── DATA FOR THE TASK ──

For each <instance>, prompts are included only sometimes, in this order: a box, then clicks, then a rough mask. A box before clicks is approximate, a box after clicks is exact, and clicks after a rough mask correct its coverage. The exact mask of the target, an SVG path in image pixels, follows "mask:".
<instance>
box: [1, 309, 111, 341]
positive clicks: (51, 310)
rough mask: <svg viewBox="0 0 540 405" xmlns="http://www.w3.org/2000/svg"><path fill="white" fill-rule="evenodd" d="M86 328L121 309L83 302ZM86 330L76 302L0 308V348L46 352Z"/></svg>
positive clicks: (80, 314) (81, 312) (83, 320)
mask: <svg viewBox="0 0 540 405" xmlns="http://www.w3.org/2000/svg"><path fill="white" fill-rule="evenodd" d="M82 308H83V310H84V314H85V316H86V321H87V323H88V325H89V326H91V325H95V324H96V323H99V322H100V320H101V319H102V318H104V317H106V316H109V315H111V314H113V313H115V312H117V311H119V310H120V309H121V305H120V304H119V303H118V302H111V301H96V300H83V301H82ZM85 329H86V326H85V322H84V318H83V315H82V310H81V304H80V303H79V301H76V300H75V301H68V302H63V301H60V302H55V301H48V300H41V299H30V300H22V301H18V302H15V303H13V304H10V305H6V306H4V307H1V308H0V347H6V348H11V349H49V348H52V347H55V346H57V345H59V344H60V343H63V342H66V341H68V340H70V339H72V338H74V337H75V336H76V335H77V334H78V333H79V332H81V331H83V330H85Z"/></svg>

───

TASK OBJECTIVE →
Give back, unchanged, the run of lines in the listing above that begins at the line containing "positive clicks: (51, 310)" and ends at the line containing "rough mask: <svg", both included.

RESPONSE →
positive clicks: (51, 310)
rough mask: <svg viewBox="0 0 540 405" xmlns="http://www.w3.org/2000/svg"><path fill="white" fill-rule="evenodd" d="M86 328L121 309L83 302ZM86 330L76 302L0 308V348L46 352Z"/></svg>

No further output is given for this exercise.